→ **Working data**:
--------------------

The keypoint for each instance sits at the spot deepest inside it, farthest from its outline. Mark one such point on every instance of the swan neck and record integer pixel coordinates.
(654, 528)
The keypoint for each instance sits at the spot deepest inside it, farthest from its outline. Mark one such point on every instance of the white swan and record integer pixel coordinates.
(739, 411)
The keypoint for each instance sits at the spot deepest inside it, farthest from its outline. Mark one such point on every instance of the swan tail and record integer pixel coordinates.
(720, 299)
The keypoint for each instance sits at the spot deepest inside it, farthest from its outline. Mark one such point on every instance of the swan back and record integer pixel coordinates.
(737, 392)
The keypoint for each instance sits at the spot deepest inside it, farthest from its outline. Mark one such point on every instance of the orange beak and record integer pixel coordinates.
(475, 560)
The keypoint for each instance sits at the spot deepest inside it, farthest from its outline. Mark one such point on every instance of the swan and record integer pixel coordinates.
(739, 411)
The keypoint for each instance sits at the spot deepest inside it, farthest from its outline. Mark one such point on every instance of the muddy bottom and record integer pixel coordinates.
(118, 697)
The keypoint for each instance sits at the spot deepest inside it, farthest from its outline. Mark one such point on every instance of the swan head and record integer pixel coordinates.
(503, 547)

--------------------

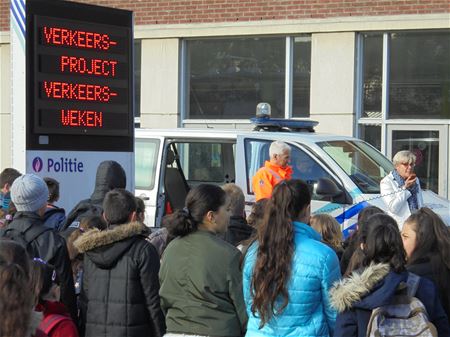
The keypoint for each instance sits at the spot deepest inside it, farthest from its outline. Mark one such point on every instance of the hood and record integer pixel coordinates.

--------------------

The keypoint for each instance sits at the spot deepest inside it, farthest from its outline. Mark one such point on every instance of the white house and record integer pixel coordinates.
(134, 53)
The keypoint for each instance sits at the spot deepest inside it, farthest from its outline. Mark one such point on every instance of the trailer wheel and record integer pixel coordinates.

--------------------

→ **Aim of the exercise**: The stretch of entries above that starts with the line containing "house and record integer pixel coordinates." and goes on through the line containing "wheel and record integer pixel coordinates." is to be transcribed exactly, and no other line is to be transcribed.

→ **Answer to the problem**:
The keypoint for each instance sits at the spot deepest inside it, farthest from its outline. Mark one such point on every instance of the white house and record integer pixel coordinates.
(134, 53)
The keypoint for each instance sits at the spot deepest inside it, farthest from its outline. Mark one such point on every instance of the trailer wheel and record integer pixel coordinates.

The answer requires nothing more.